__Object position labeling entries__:
## start
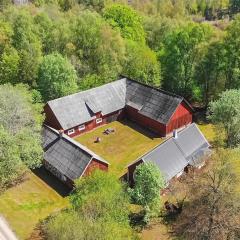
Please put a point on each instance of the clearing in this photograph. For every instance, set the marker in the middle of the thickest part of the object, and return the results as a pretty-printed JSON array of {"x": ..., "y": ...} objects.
[
  {"x": 126, "y": 144},
  {"x": 25, "y": 204}
]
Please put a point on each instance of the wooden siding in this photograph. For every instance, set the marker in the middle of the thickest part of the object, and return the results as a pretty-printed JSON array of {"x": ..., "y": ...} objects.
[
  {"x": 181, "y": 118},
  {"x": 131, "y": 170},
  {"x": 95, "y": 164},
  {"x": 118, "y": 115},
  {"x": 134, "y": 115}
]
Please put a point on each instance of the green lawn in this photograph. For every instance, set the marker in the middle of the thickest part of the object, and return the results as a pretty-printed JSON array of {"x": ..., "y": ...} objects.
## end
__Problem details__: Rewrite all of the material with "thickest part" replaced by "widest part" and nothing else changed. Leave the pictures out.

__Answer to this task__:
Please put a point on each instance of the clearing in this photograph. For every instance, set the marker in the middle of the widest part of the object, and return the results as a pretty-printed JSON array of {"x": ..., "y": ...} objects.
[
  {"x": 126, "y": 144},
  {"x": 25, "y": 204}
]
Please put a point on each instance of the wooden siding in this photograph. For every instance, set the marker in the middle of the widest part of the object, and return the results as a pretty-printed JSON array of {"x": ..., "y": ...} objects.
[
  {"x": 181, "y": 118},
  {"x": 131, "y": 170},
  {"x": 95, "y": 164},
  {"x": 118, "y": 115},
  {"x": 134, "y": 115}
]
Please put a point on each instance of the green lawn in this photograph. For every instance, set the marker in the middle of the widest part of the object, and return the results as a pretty-printed JSON array of {"x": ..., "y": ...} objects.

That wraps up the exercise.